*Source text:*
◆ ◆ ◆ ◆ ◆

English · Muse in the Art World

A Conversation with Arne Glimcher

“I want people being convinced by my tastes, maybe that’s my vanity.”

 

I want people being convinced by my tastes, maybe that’s my vanity.

photography by Roland James
photography by Roland James

The Pace Gallery founder, Arne Glimcher, has a fascinating career which spans over 56 years. He has been responsible for nurturing the career of many world renowned artists. Today, Pace Gallery, is at the top of the international art world and has offices in New York, London, Los Angeles and Beijing. Arne himself is an incredible figure; not only is he known as one of the world’s legendary art dealers, but he is also a film director, producer, writer and philosopher. Arne worked in Hollywood in the 80s and 90s and had produced eight films.

Picasso and the Single Girl met up with Arne Glimcher during Fiac Week in Paris, and discussed his views on the new global narrative of art, his philosophy on art and commerce, and also, rather humorously, his take on the meaning of “ambition”, “vanity” and “success.”

P=Picasso and the Single Girl

A=Arne Glimcher

On the New Global Narrative and World Art

I hope the Chinese government will know that Chinese art can be a great ambassador to the world and to show the achievement of Chinese art.” -Arne Glimcher 

Arne Glimcher, Zhang Xiaogang, Leng Lin, photocredit: David X Prutting/BFA.com
Arne Glimcher, Zhang Xiaogang, Leng Lin, photocredit: David X Prutting/BFA.com

P: You have discussed “Chinese narrative” in your previous interviews.  China has changed dramatically over the years – do you think there’s a new “Chinese narrative” NOW as compared with China then (after Deng’s open-door policy and Cynical Realism in the 90s)?

For instance, Chinese diaspora artists are now in a different state than the diaspora artists in the 1980s,. The young generation of Chinese artists like the young generation of Chinese people in different walks of life. They are becoming global citizens and they speak universal language like their Western counterparts.

You see “the American thing”, “the German thing” and “the British thing” all seems over, do you think the new narrative is a global narrative?

A: It takes more than one generation to develop art. We know first generation contemporary Chinese art as Cynical Realism, and those artists are more historical figures now. What we begin now in China is very interesting installation art, photography and abstraction. China is one of the two greatest powers in the world. It’s impossible to think there’s no great art in China. China must be one of the greatest places to make great art in the future. I was in Shanghai and saw Song Dong’s installations- theywere incredible. I think it’s not Chinese art, it’s world art. We no longer have New York art or German art; what we have now it’s a new world map and we have global art.

◆ ◆ ◆ ◆ ◆

*Information shown:*

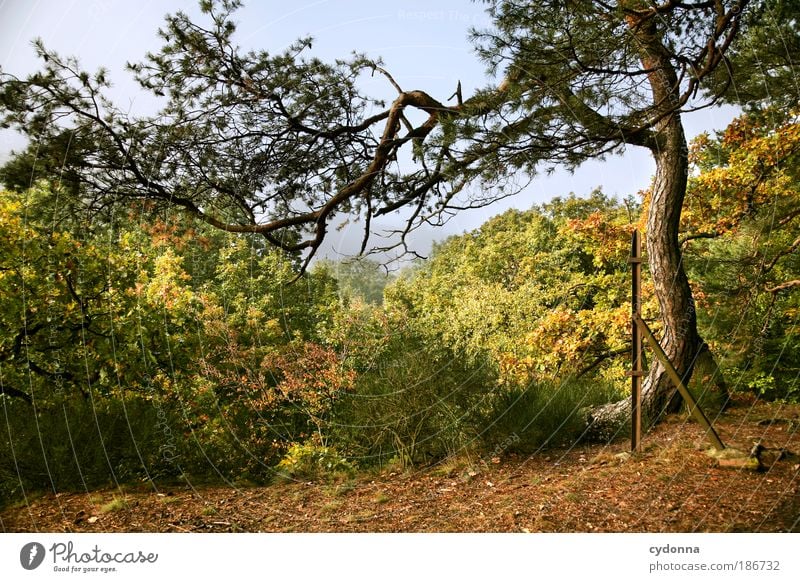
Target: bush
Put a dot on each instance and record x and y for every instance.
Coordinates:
(542, 414)
(79, 443)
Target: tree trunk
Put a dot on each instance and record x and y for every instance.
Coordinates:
(681, 341)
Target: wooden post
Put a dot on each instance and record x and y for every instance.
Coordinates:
(694, 409)
(636, 342)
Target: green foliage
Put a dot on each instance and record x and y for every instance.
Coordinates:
(311, 460)
(745, 267)
(542, 415)
(412, 401)
(541, 293)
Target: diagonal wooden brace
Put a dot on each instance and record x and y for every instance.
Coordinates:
(694, 409)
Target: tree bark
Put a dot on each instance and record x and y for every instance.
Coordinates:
(681, 341)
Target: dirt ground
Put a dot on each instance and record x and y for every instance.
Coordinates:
(673, 486)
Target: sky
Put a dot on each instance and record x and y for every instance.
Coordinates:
(424, 45)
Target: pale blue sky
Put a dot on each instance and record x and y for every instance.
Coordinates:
(424, 46)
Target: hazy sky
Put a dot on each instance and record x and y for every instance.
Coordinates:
(424, 46)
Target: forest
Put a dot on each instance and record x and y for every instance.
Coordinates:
(165, 321)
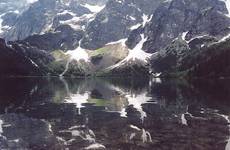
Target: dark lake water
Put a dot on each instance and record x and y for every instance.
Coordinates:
(113, 114)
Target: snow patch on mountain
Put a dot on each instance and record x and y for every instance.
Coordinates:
(135, 54)
(78, 54)
(122, 41)
(94, 8)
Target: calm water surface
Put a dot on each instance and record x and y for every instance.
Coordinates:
(126, 114)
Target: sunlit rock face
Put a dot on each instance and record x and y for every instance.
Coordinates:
(116, 21)
(44, 16)
(173, 18)
(20, 59)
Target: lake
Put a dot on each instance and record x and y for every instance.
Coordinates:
(114, 113)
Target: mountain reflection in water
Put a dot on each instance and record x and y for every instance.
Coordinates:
(53, 113)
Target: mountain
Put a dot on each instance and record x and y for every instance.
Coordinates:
(116, 37)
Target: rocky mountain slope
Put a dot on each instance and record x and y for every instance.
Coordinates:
(119, 37)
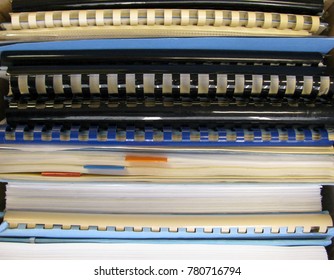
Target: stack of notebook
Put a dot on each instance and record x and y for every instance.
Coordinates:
(119, 144)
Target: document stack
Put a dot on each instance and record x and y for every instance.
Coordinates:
(166, 129)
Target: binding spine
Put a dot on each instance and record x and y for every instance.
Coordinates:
(184, 84)
(150, 135)
(165, 17)
(311, 223)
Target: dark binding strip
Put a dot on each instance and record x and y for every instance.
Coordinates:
(186, 112)
(283, 6)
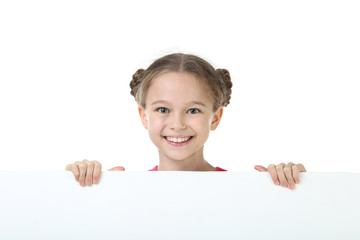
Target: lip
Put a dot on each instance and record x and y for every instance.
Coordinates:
(178, 136)
(179, 144)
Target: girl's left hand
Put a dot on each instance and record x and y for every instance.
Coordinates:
(288, 174)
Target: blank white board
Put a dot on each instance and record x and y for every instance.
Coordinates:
(178, 205)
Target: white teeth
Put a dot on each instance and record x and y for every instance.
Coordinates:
(171, 139)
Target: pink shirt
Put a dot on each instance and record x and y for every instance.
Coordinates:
(217, 169)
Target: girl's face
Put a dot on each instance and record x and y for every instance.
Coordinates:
(178, 116)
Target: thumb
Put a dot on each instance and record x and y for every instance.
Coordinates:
(119, 168)
(260, 168)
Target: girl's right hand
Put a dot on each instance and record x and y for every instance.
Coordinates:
(88, 172)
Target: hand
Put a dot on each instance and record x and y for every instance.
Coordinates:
(85, 172)
(88, 172)
(288, 174)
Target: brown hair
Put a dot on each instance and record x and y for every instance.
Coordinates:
(217, 82)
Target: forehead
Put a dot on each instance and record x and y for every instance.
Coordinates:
(177, 87)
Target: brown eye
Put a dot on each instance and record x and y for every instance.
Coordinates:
(194, 110)
(162, 110)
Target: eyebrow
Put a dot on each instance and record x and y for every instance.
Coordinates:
(192, 102)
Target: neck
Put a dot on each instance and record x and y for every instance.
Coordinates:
(195, 162)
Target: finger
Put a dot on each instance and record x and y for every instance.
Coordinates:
(117, 169)
(260, 168)
(82, 168)
(97, 172)
(295, 171)
(288, 174)
(281, 175)
(75, 171)
(89, 173)
(301, 167)
(68, 167)
(273, 174)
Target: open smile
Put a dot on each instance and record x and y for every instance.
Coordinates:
(179, 141)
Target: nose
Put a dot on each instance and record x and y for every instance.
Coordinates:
(177, 121)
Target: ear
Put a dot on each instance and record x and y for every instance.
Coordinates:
(143, 117)
(216, 118)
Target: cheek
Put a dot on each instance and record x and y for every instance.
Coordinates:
(155, 125)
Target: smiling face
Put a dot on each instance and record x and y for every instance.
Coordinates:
(179, 118)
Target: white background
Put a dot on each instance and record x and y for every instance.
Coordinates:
(65, 68)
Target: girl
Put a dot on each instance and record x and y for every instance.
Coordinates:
(181, 98)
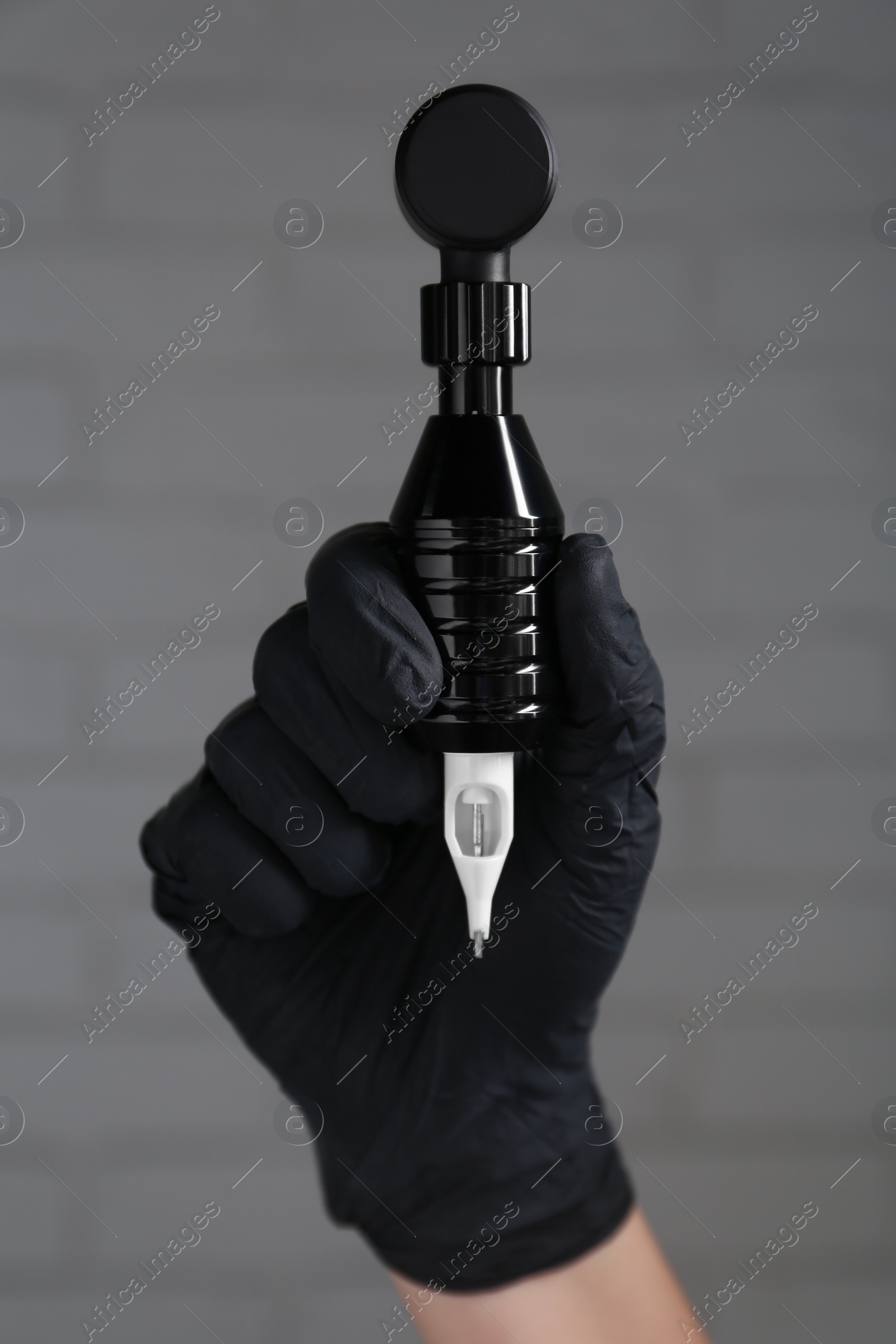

◆ ◆ ◆ ◆ ◆

*Directives:*
- a) Return the passage of the Arne Glimcher interview from "P: You have" to "their Western counterparts.", copied word for word.
- b) Retype the records from the line with "Target: eyebrow" through the end of the records, both ends included, without changing anything, and leave out the pictures.

*Written responses:*
- a)
P: You have discussed “Chinese narrative” in your previous interviews.  China has changed dramatically over the years – do you think there’s a new “Chinese narrative” NOW as compared with China then (after Deng’s open-door policy and Cynical Realism in the 90s)?

For instance, Chinese diaspora artists are now in a different state than the diaspora artists in the 1980s,. The young generation of Chinese artists like the young generation of Chinese people in different walks of life. They are becoming global citizens and they speak universal language like their Western counterparts.

- b)
Target: eyebrow
Put a dot on each instance and record x and y for every instance.
Coordinates:
(192, 102)
Target: neck
Put a dot on each instance and record x and y for every instance.
Coordinates:
(195, 162)
Target: finger
Put a dot on each instance and record x and y for every instance.
Coordinates:
(117, 169)
(260, 168)
(82, 168)
(97, 172)
(295, 171)
(288, 174)
(281, 175)
(75, 171)
(89, 173)
(301, 167)
(68, 167)
(273, 174)
Target: open smile
Put a dot on each instance and record x and y for every instance.
Coordinates:
(179, 141)
Target: nose
Put a dot on each instance and record x and y for every instance.
Coordinates:
(177, 121)
Target: ear
Put a dot on each instance and record x and y for every instance.
Coordinates:
(143, 117)
(216, 118)
Target: cheek
Put a dot on each instance and record x and y for every instance.
Coordinates:
(155, 125)
Target: smiling face
Put a dot on each instance and record x and y for every instance.
Coordinates:
(179, 118)
Target: white background
Put a dot on each instance and record x and y for every instance.
Coordinates:
(65, 68)
Target: girl
Put a dot on each instance and record x and y for every instance.
Coordinates:
(181, 98)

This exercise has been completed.